• _TASK TO COMPLETE_
Restate each entry below word for word, without skipping any.

• _ENTRIES SUPPLIED_

• • •

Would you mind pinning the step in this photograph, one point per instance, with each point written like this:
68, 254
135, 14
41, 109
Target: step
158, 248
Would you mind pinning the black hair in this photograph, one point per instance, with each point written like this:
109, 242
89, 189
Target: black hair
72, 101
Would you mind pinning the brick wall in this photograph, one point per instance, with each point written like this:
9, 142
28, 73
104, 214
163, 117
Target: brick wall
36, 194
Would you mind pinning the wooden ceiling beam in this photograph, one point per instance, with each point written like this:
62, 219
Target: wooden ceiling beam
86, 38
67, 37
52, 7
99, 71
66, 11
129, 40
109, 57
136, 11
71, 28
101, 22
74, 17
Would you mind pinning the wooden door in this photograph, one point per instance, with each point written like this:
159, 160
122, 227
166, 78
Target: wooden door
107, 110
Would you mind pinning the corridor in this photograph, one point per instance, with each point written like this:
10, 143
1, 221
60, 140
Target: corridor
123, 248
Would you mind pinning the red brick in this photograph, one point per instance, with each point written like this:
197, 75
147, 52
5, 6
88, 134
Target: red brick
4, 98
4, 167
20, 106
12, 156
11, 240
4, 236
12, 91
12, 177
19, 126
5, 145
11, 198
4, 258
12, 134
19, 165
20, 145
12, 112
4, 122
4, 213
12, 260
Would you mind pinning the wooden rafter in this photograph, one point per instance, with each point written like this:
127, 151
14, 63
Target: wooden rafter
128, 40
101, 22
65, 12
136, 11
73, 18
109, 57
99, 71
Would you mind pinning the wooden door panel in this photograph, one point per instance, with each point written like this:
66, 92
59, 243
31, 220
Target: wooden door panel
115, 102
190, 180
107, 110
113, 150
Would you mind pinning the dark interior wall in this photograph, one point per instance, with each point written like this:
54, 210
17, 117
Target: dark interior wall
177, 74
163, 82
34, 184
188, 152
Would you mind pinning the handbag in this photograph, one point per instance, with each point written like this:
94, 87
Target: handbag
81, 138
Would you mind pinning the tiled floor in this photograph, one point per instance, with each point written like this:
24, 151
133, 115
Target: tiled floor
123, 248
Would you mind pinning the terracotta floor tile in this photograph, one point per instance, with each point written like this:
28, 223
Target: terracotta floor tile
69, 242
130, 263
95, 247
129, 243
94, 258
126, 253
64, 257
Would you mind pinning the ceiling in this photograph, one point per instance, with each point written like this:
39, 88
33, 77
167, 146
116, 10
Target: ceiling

• • •

• _RESULT FOR THIS TASK_
Would you mind pinning the step in this photograph, one point per instance, with each point written like this:
68, 254
135, 14
41, 109
Target: step
158, 248
Would you mind pinning the black hair in this photograph, one point per instance, with each point written like this:
109, 242
89, 189
Target: black hair
72, 101
Would you mind pinning the brick wall in this photograph, one point per instance, with each point written like this:
9, 142
28, 73
104, 214
163, 117
Target: brick wall
36, 194
Would you mind pinning the wooden ceiling beam in this photograph, one point per instance, with each point written like this:
62, 219
Target: wooden ceiling beam
86, 38
67, 37
52, 7
99, 71
66, 11
129, 40
109, 57
136, 11
71, 28
101, 22
74, 17
Would you mind pinning the wooden door in this photograph, one point per instance, with each point written like this:
159, 160
122, 227
166, 78
Target: wooden door
107, 110
Would you mind pinning the corridor in this photograph, one point per instance, with each point written like this:
10, 143
1, 221
60, 140
Target: corridor
123, 248
Would you mind pinning the red brick in this photograph, one point per instance, with each point written like this:
197, 75
147, 52
5, 6
88, 134
Target: red brick
4, 98
4, 167
20, 106
12, 156
11, 240
4, 236
12, 91
12, 177
19, 126
5, 145
11, 198
4, 258
12, 134
19, 165
20, 145
12, 112
4, 122
4, 213
12, 260
Would you mind pinning the wooden rafter in this photograph, one point per instance, with each point written like this:
127, 151
14, 63
Target: wooden rafter
128, 40
101, 22
65, 12
136, 11
73, 18
109, 57
99, 71
Would you mind pinning the wooden door panel in this photograph, one point per instance, with each point written like this:
66, 92
59, 243
31, 220
Target: wooden door panel
115, 102
190, 180
107, 110
113, 150
Would you mind pinning the dark interior wall in this photograph, one point per instance, with each point written like this:
54, 210
17, 117
Target: dark interior wall
177, 74
163, 82
34, 184
188, 152
Would you mind pinning the handbag in this photograph, one point per instance, with each point written like this:
94, 87
Target: handbag
81, 138
Would you mind pinning the tiled floor in this photograph, one point per instance, with each point written like this:
24, 151
133, 115
Target: tiled floor
123, 248
Would you mind pinning the terracotta floor tile in this photograph, one point per instance, with each point written like this:
28, 223
Target: terracotta floor tile
69, 242
130, 263
95, 247
129, 243
94, 258
126, 253
64, 257
Would you mind pinning the ceiling in this photograph, one point per instance, with each point written like this:
39, 88
33, 77
167, 146
116, 10
Target: ceiling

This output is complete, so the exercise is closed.